Retype all of the data word for word, without pictures.

= Supplied records =
****
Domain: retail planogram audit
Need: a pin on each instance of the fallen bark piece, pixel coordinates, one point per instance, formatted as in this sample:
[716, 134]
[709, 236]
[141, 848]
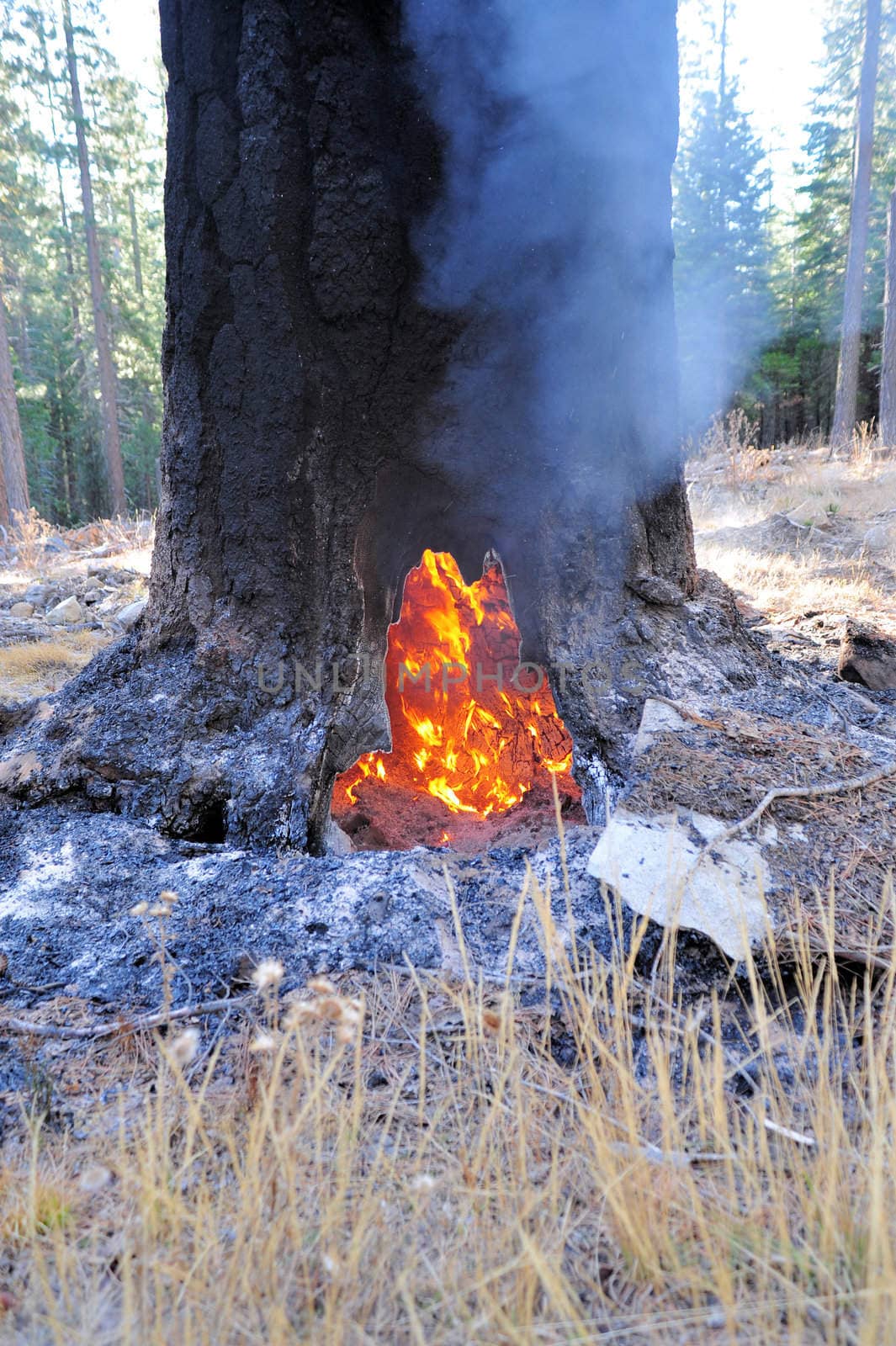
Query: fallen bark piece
[867, 657]
[653, 863]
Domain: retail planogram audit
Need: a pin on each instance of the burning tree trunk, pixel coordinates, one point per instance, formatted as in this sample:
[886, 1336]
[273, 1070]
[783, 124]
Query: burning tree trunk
[343, 392]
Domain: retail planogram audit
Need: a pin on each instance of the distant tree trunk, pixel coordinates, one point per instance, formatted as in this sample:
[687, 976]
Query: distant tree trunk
[135, 242]
[888, 360]
[108, 383]
[855, 284]
[307, 377]
[13, 464]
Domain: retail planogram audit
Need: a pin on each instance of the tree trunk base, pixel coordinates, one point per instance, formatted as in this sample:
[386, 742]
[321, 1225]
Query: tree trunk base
[188, 742]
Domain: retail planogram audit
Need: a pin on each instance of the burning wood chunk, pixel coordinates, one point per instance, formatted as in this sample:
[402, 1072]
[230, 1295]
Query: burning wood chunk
[471, 729]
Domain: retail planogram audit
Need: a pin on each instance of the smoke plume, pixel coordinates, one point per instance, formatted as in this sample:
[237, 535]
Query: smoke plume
[554, 236]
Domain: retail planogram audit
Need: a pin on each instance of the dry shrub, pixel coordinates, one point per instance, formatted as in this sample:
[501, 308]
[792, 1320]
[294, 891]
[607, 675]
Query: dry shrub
[29, 535]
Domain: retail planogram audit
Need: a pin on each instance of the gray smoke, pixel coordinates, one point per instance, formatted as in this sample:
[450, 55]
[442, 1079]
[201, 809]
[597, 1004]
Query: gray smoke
[560, 121]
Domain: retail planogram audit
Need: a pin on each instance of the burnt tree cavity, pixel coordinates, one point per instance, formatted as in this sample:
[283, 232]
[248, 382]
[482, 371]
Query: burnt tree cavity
[311, 443]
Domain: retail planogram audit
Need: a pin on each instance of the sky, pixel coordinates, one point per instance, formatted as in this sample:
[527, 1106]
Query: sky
[775, 46]
[775, 49]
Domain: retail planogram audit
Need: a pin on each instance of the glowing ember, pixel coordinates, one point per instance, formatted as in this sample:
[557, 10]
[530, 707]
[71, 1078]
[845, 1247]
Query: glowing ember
[473, 730]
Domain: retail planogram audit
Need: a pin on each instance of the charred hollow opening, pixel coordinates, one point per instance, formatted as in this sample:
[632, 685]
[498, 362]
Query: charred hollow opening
[476, 740]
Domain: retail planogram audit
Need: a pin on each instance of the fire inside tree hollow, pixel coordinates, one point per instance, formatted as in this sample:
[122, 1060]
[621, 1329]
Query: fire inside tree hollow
[469, 727]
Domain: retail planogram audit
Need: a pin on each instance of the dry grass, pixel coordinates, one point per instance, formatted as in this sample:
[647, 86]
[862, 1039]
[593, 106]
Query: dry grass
[35, 668]
[842, 520]
[785, 586]
[442, 1178]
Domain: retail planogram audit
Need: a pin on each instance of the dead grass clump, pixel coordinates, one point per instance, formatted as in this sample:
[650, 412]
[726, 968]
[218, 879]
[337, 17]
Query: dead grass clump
[435, 1175]
[34, 668]
[29, 535]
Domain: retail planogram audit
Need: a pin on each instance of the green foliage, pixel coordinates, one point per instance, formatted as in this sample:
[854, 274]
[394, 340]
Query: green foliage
[790, 384]
[723, 283]
[42, 255]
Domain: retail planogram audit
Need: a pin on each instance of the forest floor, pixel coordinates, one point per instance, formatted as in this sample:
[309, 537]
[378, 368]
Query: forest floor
[413, 1158]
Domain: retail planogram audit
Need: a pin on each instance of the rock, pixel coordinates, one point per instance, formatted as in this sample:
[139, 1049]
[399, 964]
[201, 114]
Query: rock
[130, 614]
[880, 538]
[651, 863]
[66, 612]
[867, 657]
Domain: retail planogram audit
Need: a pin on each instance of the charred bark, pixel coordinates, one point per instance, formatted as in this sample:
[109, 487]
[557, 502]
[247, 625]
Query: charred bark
[307, 383]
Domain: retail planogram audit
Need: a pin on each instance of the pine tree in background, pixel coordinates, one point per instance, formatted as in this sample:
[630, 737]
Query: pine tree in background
[859, 222]
[43, 246]
[888, 352]
[13, 497]
[105, 363]
[797, 377]
[721, 242]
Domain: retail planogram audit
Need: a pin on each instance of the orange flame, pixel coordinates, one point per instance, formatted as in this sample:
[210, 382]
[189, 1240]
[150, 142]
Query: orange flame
[462, 730]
****
= Exercise answer =
Domain: retail planogram audit
Need: a pin on each instance of the fallen bark piece, pixel coordinates, one point per instance, formatted as in this sample:
[716, 134]
[709, 236]
[141, 848]
Query: fallen bark piece
[867, 657]
[653, 863]
Domain: retail planogram audit
Need: a pin on each instance of the burning tree trunk, pixel coordinates, one point per instance, formatted as in this sample:
[886, 1336]
[273, 1070]
[783, 124]
Query: burning tree trunk
[343, 392]
Domain: retail planogram audit
Need: a pin on each instance of the distant tree trunk, pixel coordinates, one point per instance, formatted as in this sample:
[687, 976]
Query: distant tree trunk
[135, 242]
[888, 360]
[108, 383]
[855, 284]
[307, 377]
[13, 464]
Domain: retail planogram audit
Need: a pin on each instance of the tree trunk base, pixel coordinates, one point per instance, formatted as in this sample:
[386, 742]
[321, 1225]
Query: tree trunk base
[188, 742]
Domain: retail planogram audit
Need: a pin on each instance of the burning wood chunk, pixel coordinates, one point per instance, formatted as in this sample:
[402, 1072]
[230, 1295]
Query: burning wood chunk
[471, 729]
Domain: retail planogram audit
Need: a pin on each instance of the smoke plume, pixel coordinates, one point per instance, formatted as in this sample:
[237, 535]
Query: smoke plume
[554, 236]
Domain: retail planogram audit
Need: a pin on each instance of the dry shrub, pixel coordinates, one point per instance, formatted as in this sample:
[501, 308]
[792, 1320]
[294, 891]
[607, 675]
Query: dry shrub
[29, 535]
Domain: retail planogram audit
Need: a pin on each instance of the gray smoke, pixel coordinates, one point per instance, formatted as in this sample:
[450, 55]
[442, 1079]
[201, 809]
[597, 1004]
Query: gray smoke
[560, 121]
Domain: retail planogram audit
Need: a pin on each instance of the burnt tree cavity, pixel coordinates, one point per instance, formatted as in this sample:
[283, 232]
[248, 382]
[482, 371]
Query: burnt tree cavity
[311, 443]
Domain: retail planogram audit
Need: a pin on each instance of the sky, pixel coordinates, one point per instance, formatted as in this sample:
[527, 1106]
Query: sky
[775, 46]
[775, 49]
Domain: retail planogram audit
Need: a pin on each instance of the glowing ember, pixel coordinates, one point per instance, formatted as in this sample:
[557, 10]
[530, 707]
[71, 1078]
[845, 1247]
Query: glowing ember
[473, 730]
Domain: retail planogram audit
Need: a pin on each instance of the charred hollow opening, pixel coordinates, one point per instance, formatted as in this sample:
[632, 685]
[498, 362]
Query: charred hollow opening
[476, 740]
Domain: retail planogram audit
Need: a pin on each instance of the fire inside tree hollow, pixel coordinates, one point per instance, formatted as in this sample:
[122, 1060]
[621, 1329]
Query: fire inside tree hollow
[469, 727]
Domain: retail planogram audit
Need: a pin on each instance of the dry grass, pixel coordinates, one point per instance, formatted as in this sample:
[647, 86]
[862, 1039]
[593, 106]
Query: dry grass
[35, 668]
[842, 520]
[785, 586]
[442, 1178]
Domain: retail planogram audit
Need: a pin on each instance of the dead grass clump, pixel coordinates, one point per instance, formatted as in this sample:
[650, 412]
[726, 968]
[218, 879]
[337, 17]
Query: dead grass clump
[435, 1175]
[34, 668]
[29, 535]
Domain: retail planogram audit
Need: a pin on each instance of the green foliage, pixel coordinates, one point per instance, formatted as in this sample:
[854, 274]
[394, 340]
Query: green foliage
[790, 384]
[723, 283]
[42, 255]
Domain: retail planogram audit
Need: a pin on each instance of the forest floor, pixel coordinates, one point per instance, formatted as in this sample:
[309, 537]
[378, 368]
Query: forest floor
[413, 1158]
Domain: retail planogram audit
Need: a pin on each instance of the rock, pixel coordinates, one point per instance, formatted as in this sample:
[139, 1049]
[399, 964]
[201, 114]
Query: rock
[130, 614]
[880, 538]
[651, 863]
[66, 612]
[867, 657]
Domain: retail planogram audit
Need: a pin on each instance of the charred bark, pixel coordinates, one point per instance, formatted as in this sample:
[109, 487]
[557, 502]
[247, 625]
Query: charred bark
[307, 383]
Domain: retail planogram audit
Need: a pin on each instance of the pine tree in background, pixel coordinates, one point per instance, formatted as in this sample:
[630, 737]
Query: pine tree in background
[859, 222]
[43, 246]
[888, 352]
[13, 497]
[105, 363]
[797, 377]
[721, 242]
Domain: retail planogram audit
Need: a pin on each instance of the orange flame, pixel coordinates, one point per instance, formatted as in this sample:
[210, 382]
[189, 1240]
[150, 142]
Query: orange flame
[462, 730]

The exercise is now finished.